Pointing dataset records.

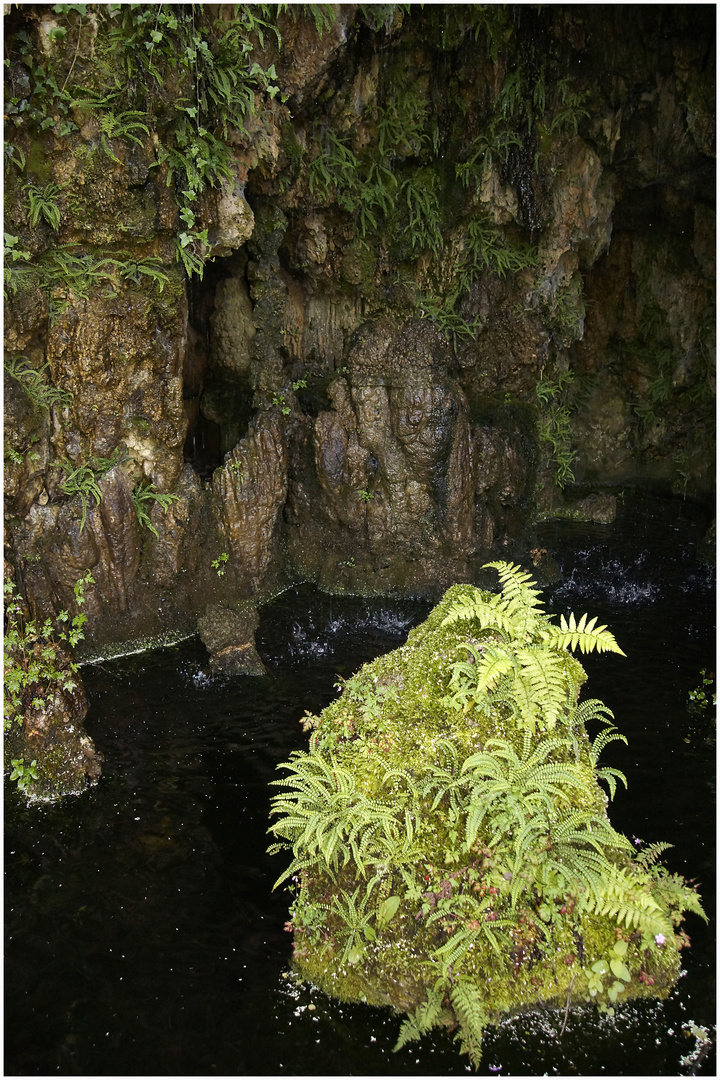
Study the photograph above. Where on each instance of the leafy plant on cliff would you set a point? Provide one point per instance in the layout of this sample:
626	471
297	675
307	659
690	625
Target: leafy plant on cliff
82	480
518	660
554	429
30	378
36	664
42	204
143	496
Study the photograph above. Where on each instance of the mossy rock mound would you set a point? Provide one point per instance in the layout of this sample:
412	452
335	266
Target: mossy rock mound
452	853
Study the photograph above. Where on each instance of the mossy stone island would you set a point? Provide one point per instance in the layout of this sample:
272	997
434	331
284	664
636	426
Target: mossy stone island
452	855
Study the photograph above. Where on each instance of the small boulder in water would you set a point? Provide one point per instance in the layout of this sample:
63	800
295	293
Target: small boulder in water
229	636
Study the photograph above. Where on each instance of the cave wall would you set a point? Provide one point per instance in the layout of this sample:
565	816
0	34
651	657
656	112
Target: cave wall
367	289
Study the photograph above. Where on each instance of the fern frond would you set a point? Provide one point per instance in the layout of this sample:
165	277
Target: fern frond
543	674
609	774
422	1020
608	734
467	1007
583	634
593	709
487	609
621	899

Your instructions. Convert everything from the line containing "the mossy rock" down to the final line above into a Markdown table with the columns No. and Text. Give each row its number and skip any blank lines.

Written reply.
| No. | Text |
|---|---|
| 1 | Study the photograph above. Where on each instance of the mossy rock mound would you set a point? Provide one point per instance in the layout of this sample: |
| 2 | 412	452 |
| 3 | 335	266 |
| 4 | Target: mossy rock mound |
| 5 | 452	853 |
| 6 | Study the photograph above. Where on each instance of the mossy stone island would you set a point? Provide one point per instance in the layout of this sample: |
| 7 | 272	997 |
| 8 | 434	331 |
| 9 | 284	664 |
| 10 | 636	426 |
| 11 | Target: mossy stone island |
| 12 | 452	855 |
| 13 | Study the photograph above. Where on each instance of the small boulder in water would you set a point? Provide one point per instance in the layout of this sample: |
| 14 | 63	800 |
| 15 | 295	293 |
| 16 | Target: small boulder in water |
| 17 | 229	636 |
| 18 | Study the photograph above. Where on each instance of the cave wall would you set a point? Provide one point per instance in the layout of this sample: |
| 19 | 565	816 |
| 20 | 0	34 |
| 21 | 651	657 |
| 22 | 656	112 |
| 23 | Target: cave wall |
| 24 | 367	289 |
| 25 | Study the photograph above. Where on each instance of the fern frond would you set a point? Provide one point per instance in the layout of this sample: |
| 26 | 165	277 |
| 27 | Target: fern frond |
| 28 | 543	674 |
| 29 | 609	774 |
| 30 | 422	1020 |
| 31 | 608	734 |
| 32 | 467	1007 |
| 33 | 583	634 |
| 34 | 593	709 |
| 35 | 487	609 |
| 36 | 621	899 |